Найдите в отрывке о языке и общении матери с младенцем все употребления слова «язык» в любой форме. Выпишите каждое вместе со словом, стоящим непосредственно перед ним.

*Отрывок текста:*
● ● ●

Для таких фрустраций существует больше возможностей в начале освоения языка, поскольку на уровнях ядерной и интерсубъективной соотнесенности мать и младенец долгое время вырабатывают невербальную интерактивную систему для своих отношений. Согласование разделяемых смыслов неизбежно предполагает множество ошибок. Для младенца, который на предшествующих уровнях привык к более гладкому взаимодействию с матерью относительно следствий и намерений их совместного поведения, это может представлять собой сильную фрустрацию.

При демонстрации многочисленных примеров неадекватности языка задачи коммуникации специфических жизненных переживаний наша задача заключается не в том, чтобы минимизировать роль языка как такового. Скорее, она состоит в том, чтобы идентифицировать формы несоответствия между личным знанием о мире и официальным или социализированным знанием о мире, закодированном в языке, поскольку несоответствие между ними является одним из основных способов расхождения реальности и фантазии. Сама природа языка, уточняющего используемую сенсорную модальность (в отличие от неуточненной амодальности) и выбирающего обобщенный эпизод вместо специфического примера, гарантирует что моменты такого расхождения будут присутствовать.

● ● ●

*Набор данных:*
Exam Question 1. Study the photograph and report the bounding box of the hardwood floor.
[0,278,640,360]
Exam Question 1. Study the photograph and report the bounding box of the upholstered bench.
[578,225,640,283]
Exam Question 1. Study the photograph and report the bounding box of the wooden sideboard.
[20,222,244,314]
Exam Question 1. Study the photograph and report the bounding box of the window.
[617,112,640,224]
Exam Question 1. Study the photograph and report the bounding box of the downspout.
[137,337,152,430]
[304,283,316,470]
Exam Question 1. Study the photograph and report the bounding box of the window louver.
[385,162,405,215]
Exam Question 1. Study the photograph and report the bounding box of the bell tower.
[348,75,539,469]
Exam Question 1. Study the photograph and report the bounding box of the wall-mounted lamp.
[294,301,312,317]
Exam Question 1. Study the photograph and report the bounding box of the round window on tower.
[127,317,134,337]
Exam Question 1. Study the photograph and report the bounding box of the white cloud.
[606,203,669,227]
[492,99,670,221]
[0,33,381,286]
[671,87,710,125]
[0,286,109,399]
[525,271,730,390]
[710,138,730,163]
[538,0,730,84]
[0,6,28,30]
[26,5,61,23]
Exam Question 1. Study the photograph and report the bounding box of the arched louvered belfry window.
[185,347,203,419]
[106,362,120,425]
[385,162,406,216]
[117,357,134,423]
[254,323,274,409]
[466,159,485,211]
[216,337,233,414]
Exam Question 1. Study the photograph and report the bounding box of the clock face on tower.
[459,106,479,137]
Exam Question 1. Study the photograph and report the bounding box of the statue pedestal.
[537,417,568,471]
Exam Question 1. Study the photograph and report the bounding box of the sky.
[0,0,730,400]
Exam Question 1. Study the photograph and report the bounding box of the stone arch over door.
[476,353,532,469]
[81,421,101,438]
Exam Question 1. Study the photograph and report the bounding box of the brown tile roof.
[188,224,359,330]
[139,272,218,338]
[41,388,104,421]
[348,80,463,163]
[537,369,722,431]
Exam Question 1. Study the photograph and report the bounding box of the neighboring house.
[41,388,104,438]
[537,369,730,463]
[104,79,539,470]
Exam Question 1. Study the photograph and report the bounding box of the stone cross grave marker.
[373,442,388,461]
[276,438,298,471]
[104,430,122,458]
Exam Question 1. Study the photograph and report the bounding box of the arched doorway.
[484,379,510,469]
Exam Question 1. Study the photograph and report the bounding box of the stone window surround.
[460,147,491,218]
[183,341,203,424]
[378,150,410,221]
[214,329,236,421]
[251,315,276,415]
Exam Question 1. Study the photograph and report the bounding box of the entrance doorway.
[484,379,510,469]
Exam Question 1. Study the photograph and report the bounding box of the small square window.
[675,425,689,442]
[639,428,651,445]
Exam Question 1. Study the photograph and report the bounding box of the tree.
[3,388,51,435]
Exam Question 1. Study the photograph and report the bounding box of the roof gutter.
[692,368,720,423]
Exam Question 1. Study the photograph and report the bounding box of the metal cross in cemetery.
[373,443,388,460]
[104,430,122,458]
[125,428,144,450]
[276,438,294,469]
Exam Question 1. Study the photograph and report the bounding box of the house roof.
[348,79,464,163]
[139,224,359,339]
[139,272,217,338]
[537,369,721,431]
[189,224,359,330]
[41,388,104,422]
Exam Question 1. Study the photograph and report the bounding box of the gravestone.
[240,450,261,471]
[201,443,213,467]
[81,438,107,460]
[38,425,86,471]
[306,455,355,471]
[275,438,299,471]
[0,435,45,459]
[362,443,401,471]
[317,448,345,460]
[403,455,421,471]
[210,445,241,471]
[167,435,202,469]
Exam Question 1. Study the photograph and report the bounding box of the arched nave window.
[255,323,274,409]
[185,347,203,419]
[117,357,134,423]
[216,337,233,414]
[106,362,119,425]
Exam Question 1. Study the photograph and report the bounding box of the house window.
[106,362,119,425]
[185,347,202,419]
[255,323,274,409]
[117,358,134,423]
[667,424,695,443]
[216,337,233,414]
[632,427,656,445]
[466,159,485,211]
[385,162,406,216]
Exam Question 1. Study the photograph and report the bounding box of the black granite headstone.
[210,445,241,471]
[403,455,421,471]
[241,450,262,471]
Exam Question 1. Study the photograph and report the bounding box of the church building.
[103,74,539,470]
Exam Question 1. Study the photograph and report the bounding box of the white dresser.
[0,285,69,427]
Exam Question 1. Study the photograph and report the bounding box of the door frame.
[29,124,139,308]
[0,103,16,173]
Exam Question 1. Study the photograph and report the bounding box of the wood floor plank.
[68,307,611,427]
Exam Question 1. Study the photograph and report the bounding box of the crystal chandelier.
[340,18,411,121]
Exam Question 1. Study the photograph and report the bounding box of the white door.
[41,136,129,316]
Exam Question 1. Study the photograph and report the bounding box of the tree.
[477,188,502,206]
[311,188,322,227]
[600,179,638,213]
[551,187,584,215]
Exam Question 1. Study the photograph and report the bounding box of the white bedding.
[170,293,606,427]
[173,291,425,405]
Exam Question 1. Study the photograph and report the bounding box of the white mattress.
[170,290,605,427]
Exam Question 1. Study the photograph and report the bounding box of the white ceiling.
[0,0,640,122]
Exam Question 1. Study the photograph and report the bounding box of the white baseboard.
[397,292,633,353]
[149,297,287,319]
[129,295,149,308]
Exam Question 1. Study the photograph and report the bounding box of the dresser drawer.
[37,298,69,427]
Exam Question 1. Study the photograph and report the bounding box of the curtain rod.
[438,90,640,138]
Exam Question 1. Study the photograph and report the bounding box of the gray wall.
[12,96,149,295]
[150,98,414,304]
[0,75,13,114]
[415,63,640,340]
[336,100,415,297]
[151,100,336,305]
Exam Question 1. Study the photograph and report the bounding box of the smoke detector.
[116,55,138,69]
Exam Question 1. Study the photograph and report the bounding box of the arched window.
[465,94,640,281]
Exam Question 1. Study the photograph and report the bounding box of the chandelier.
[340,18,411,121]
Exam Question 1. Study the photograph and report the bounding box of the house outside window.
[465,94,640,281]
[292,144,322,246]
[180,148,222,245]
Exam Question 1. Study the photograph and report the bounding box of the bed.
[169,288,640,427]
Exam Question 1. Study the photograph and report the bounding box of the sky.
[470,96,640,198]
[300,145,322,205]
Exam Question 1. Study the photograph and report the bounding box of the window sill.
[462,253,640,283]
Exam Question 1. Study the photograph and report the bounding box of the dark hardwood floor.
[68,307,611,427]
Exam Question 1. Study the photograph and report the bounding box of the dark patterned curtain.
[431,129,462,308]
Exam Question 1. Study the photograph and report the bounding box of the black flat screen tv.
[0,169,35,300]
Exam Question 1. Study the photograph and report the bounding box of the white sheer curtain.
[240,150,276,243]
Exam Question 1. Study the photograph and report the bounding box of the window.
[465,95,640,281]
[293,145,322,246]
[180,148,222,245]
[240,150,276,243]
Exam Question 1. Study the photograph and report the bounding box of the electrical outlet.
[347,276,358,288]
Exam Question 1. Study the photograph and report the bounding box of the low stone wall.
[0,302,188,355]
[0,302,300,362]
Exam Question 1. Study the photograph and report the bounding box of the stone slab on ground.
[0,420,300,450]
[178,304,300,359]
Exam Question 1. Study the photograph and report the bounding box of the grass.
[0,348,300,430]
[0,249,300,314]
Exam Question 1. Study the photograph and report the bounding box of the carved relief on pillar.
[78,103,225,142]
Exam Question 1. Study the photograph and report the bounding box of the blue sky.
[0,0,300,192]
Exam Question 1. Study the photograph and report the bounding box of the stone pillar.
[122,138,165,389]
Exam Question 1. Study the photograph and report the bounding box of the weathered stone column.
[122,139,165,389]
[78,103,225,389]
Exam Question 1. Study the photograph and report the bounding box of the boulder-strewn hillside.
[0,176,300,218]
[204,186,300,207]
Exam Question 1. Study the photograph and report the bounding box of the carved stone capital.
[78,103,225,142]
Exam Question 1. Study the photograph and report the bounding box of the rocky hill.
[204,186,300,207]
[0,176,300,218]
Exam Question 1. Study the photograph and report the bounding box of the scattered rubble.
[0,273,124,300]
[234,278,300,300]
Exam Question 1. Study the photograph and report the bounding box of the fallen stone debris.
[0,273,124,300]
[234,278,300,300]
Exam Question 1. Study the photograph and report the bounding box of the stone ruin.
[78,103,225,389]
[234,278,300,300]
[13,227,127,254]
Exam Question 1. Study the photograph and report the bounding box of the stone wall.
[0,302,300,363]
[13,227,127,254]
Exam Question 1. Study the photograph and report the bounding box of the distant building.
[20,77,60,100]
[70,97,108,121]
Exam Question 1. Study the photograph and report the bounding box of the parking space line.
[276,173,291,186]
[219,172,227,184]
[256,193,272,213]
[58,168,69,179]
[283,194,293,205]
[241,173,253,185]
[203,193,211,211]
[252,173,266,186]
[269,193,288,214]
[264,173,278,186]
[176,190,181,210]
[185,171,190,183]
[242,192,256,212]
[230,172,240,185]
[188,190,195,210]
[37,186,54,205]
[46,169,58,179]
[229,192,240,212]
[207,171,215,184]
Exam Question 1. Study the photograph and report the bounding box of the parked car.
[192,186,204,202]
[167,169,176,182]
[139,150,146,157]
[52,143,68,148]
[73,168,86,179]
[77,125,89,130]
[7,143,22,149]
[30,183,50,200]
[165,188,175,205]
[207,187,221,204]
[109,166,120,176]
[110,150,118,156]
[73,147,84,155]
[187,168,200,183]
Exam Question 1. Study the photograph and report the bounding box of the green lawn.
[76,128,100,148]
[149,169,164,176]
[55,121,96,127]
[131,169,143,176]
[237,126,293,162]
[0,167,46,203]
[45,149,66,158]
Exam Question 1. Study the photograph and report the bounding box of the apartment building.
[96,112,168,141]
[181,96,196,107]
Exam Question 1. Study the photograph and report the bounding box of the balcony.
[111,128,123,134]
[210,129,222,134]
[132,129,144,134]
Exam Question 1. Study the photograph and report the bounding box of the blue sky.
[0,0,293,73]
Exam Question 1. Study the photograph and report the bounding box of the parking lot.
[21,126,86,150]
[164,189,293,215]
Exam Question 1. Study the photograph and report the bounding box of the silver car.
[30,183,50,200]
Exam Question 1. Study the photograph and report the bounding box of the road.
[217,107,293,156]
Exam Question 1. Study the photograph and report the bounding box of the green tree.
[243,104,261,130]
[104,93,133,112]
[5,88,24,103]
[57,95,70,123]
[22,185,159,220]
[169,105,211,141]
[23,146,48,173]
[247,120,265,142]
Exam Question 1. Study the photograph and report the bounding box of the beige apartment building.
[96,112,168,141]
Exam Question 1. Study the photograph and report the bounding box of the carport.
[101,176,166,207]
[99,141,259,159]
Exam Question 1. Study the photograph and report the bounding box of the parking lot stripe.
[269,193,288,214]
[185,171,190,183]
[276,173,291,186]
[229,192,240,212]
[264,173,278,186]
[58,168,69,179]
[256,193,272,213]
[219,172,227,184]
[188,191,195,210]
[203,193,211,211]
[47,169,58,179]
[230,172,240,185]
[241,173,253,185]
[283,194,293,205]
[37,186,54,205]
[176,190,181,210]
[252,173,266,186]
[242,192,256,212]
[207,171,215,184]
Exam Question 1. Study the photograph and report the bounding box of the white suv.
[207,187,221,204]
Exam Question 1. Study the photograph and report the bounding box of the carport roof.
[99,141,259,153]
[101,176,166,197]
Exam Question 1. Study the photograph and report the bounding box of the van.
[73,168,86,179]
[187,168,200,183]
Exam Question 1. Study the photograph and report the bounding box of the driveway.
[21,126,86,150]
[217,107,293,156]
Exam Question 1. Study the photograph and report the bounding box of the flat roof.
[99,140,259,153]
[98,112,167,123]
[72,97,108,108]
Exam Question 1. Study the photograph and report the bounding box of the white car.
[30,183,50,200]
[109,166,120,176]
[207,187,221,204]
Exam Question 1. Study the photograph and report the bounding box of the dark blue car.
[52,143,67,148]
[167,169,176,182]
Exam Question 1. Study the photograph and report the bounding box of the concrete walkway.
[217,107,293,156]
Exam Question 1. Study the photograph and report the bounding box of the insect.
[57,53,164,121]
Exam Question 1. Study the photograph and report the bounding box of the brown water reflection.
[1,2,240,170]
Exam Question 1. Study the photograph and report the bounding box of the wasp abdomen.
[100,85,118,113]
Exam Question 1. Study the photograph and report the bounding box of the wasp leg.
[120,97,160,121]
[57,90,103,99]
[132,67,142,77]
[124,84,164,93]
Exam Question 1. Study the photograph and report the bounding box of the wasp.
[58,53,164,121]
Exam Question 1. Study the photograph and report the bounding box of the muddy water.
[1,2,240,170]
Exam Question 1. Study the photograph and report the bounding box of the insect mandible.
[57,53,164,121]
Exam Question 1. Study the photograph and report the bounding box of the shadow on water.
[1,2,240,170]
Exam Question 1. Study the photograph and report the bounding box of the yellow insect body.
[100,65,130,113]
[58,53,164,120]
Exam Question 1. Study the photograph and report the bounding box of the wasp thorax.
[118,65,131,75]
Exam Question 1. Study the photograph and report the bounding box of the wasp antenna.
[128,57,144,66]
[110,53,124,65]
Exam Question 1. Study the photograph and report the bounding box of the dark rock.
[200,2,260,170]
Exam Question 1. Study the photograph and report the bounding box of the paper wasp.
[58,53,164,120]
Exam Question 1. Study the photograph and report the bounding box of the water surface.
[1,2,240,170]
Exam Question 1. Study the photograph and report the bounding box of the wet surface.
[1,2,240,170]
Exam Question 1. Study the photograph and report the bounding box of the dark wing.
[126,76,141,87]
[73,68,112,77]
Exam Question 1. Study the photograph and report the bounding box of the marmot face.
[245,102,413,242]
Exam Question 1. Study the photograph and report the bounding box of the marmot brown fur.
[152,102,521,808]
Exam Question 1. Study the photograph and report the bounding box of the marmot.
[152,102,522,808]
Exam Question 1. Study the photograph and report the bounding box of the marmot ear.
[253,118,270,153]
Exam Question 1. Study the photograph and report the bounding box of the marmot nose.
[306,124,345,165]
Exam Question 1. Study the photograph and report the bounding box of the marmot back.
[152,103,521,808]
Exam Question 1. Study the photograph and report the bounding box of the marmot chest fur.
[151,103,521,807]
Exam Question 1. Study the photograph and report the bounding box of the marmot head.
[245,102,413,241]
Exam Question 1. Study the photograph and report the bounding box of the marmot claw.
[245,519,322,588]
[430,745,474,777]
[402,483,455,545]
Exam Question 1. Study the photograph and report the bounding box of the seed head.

● ● ●

*Ответ:*
освоения языка
неадекватности языка
роль языка
в языке
природа языка